WRITTEN PROBLEM | Which lines in the records below contain the string "back", with case counting? Select each of those lines and copy it out.

RECORDS SHOWN |

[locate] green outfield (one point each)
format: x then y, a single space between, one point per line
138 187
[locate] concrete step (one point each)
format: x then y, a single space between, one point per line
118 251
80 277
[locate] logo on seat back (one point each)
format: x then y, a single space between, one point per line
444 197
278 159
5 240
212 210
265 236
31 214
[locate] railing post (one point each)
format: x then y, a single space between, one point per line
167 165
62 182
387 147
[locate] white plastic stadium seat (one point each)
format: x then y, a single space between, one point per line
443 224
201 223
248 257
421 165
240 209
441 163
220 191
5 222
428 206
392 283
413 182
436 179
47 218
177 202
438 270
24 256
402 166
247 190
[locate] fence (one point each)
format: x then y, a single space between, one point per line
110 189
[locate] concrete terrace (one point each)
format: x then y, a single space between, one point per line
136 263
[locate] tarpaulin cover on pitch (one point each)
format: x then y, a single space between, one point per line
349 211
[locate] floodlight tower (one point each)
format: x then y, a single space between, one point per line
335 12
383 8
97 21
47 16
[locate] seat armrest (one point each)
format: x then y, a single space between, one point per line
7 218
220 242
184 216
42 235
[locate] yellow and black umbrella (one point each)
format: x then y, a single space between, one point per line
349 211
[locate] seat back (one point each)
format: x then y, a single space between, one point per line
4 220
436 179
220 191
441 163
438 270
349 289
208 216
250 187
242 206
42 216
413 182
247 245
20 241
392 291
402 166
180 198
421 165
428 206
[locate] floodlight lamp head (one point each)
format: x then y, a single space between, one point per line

--

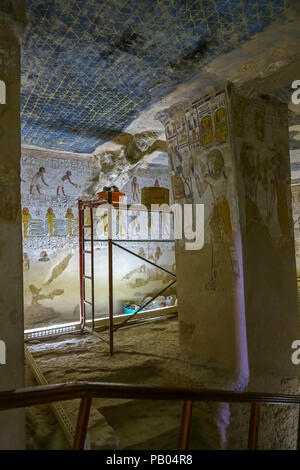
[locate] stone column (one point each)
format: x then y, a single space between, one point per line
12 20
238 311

---

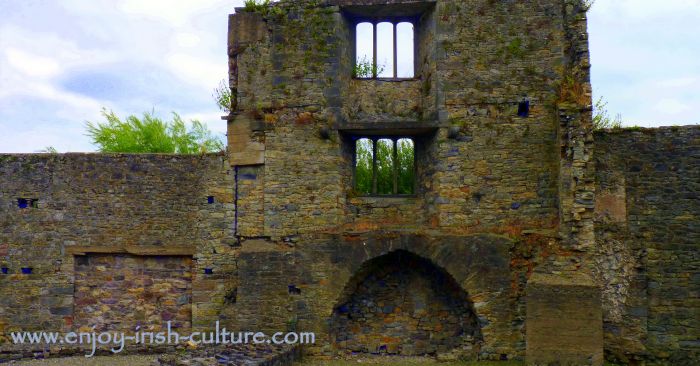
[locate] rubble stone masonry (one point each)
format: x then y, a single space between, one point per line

SOLUTION TO THIS EXERCISE |
[locate] logo on seat back (one point each)
[locate] seat back (one point each)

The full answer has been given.